Reading text:

The other factor is if you are with guys who have the big gears, it's just a matter of tucking in behind them and using their draft to get you down the hill faster...unless you are on a really curvey road and can't stay with them through the corners....then :idea: 

With all that said...a 53x11 does make it easier on downhills by not working your cardio system so hard


----------



## Number9 (Nov 28, 2004)

Gnarly 928 said:


> I should have been a little more specific. Can you sprint with a 50X12 combo?


Yes, but I normally sprint in a 48x15 on the velodrome. But what you really need to be asking is, "can I sprint with a 50x12 combo?"

Since you have a 11-23 cassette, why don't you slap that on and just figure it out empirically. Warm up, shift to 50x12 and roll up to 30 or so, get on the gas for 10-15 seconds and then check your power meter/speedometer/whatever. Rest, repeat in 50x11 and see which gives better results. If the power/top-end is similar then the 50x12 is fine. If one is clearly better than the other, that's the one you want.

BTW, I hit 50mph going down San Marcos Pass spinning a 50x12, so to me, that's plenty of top end, even for descending.


----------



## Gnarly 928 (Nov 19, 2005)

Number9 said:


> Yes, but I normally sprint in a 48x15 on the velodrome. But what you really need to be asking is, "can I sprint with a 50x12 combo?"
> 
> Since you have a 11-23 cassette, why don't you slap that on and just figure it out empirically. Warm up, shift to 50x12 and roll up to 30 or so, get on the gas for 10-15 seconds and then check your power meter/speedometer/whatever. Rest, repeat in 50x11 and see which gives better results. If the power/top-end is similar then the 50x12 is fine. If one is clearly better than the other, that's the one you want.
> 
> BTW, I hit 50mph going down San Marcos Pass spinning a 50x12, so to me, that's plenty of top end, even for descending.

Problems to work on:
1: Quote the gearing forum thread from "The other factor" up to and including "(Nov 28, 2004)".
2: In the gearing forum thread, what speed did Number9 reach going down San Marcos Pass, and in which gear combination?
3: Carry on the gearing forum thread from the point where it stops.

Stored rows:
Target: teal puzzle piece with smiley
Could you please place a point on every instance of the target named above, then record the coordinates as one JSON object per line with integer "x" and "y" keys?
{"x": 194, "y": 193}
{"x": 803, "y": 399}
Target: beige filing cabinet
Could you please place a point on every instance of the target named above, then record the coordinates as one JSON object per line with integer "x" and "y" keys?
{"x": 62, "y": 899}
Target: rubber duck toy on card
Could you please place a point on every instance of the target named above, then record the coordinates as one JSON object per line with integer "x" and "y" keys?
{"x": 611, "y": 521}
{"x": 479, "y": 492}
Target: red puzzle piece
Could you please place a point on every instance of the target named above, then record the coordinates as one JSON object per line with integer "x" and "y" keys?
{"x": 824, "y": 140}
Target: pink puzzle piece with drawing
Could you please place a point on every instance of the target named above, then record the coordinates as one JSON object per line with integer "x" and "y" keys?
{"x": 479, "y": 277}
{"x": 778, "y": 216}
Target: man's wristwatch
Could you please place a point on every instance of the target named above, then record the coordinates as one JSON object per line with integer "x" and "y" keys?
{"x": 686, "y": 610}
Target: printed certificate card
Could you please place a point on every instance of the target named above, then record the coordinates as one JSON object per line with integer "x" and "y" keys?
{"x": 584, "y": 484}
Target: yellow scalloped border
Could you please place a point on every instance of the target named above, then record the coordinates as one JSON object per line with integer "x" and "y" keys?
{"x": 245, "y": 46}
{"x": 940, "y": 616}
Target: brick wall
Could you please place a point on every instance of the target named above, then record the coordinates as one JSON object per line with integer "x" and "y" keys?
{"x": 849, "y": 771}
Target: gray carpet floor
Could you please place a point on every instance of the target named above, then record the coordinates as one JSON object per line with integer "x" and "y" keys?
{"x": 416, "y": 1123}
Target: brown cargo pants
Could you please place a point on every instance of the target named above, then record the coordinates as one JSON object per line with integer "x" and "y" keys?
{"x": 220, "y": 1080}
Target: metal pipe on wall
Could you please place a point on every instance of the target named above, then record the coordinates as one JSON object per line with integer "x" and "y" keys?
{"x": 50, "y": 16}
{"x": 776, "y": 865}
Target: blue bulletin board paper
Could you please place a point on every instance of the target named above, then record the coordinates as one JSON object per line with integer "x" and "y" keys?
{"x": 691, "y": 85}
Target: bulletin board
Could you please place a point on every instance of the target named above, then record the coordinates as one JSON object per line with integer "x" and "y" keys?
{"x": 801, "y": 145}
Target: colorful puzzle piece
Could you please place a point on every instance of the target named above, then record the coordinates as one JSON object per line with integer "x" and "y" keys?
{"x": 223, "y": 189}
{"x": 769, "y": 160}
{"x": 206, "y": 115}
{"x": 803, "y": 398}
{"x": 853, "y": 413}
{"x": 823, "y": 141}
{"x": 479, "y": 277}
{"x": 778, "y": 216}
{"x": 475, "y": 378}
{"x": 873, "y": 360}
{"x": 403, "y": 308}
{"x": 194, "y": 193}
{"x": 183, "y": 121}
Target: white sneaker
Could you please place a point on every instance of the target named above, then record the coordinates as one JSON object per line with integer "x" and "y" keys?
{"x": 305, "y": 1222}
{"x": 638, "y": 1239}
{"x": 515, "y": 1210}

Task-by-task answers:
1:
The other factor is if you are with guys who have the big gears, it's just a matter of tucking in behind them and using their draft to get you down the hill faster...unless you are on a really curvey road and can't stay with them through the corners....then :idea: 

With all that said...a 53x11 does make it easier on downhills by not working your cardio system so hard


----------



## Number9 (Nov 28, 2004)

2: 50mph, spinning a 50x12.

3:
 Shoot! I shoulda thought of that, just doing a couple without going into the 11 cog. Me go there, now.
Thanks everyone.


----------



## ericm979 (Jun 26, 2005)

I use a 50/34 and 12-27 in all races (except the Everest Challenge where I use a 12-30).
I can't sprint in a 50x13 let alone the 50x12. If I don't stay in the draft on non-technical descents, I am off the back no matter what gearing I have. I can't really turn over a 50x11 anyhow.

As I slowly get stronger it sometimes seems that I could use a slightly taller gear than 50x12. I may switch to 52/36 gearing this year.

One of the downsides to a 50/34 or 52/36 is the wide range between chainrings. I think that a reasonably wide range cassette goes the best with them. If there's not a good overlap between the gear ratios on the two chainrings you will be forced to shift between them a lot on rolling terrain. With a 12-27 I can use the 50x24 a lot of the time and avoid shifting to the 34t.


----------



## tjib13 (Aug 11, 2008)

The 11-23 includes- 11,12,13,14,15,16,17,19,21,23
The 11-25 includes- 11,12,13,14,15,17,19,21,23,25
The 12-23 includes- 12,13,14,15,16,17,18,19,21,23
The 12-25 includes- 12,13,14,15,16,17,19,21,23,25

from Comp Cyclist site in ref to Shimano cassette.

If you are talking about sprinting the first 5 or 6 gears on the cassette are the same so why not run the 11-23 with the compact the whole time?

If you can sprint with a 53x11 then you should not being using a compact. If you can sprint with a 53x12 then 50x11 is more than adequate 

I am not sure why you would want to take off the 11 t for a 12t for a flatter race when the difference between the two cassettes is above the middle of the cassette


----------



## Seven Wonder (Oct 13, 2009)

Have you looked at getting a 52 tooth chainring for the front, while still keeping a 34 or possibly a 36? I have a team member who has been using this setup with no problems. It seems like it would be the best of both worlds. It also depends on what type of cranks your running as well. I know Sram and FSA compacts both have this ability.


----------



## ericm979 (Jun 26, 2005)

You can do that with any 110mm BCD crank.

52x34 would make for difficult shifting both up and down. 52x36 has the same difference as 50x34 and would shift the same.


----------



## Gnarly 928 (Nov 19, 2005)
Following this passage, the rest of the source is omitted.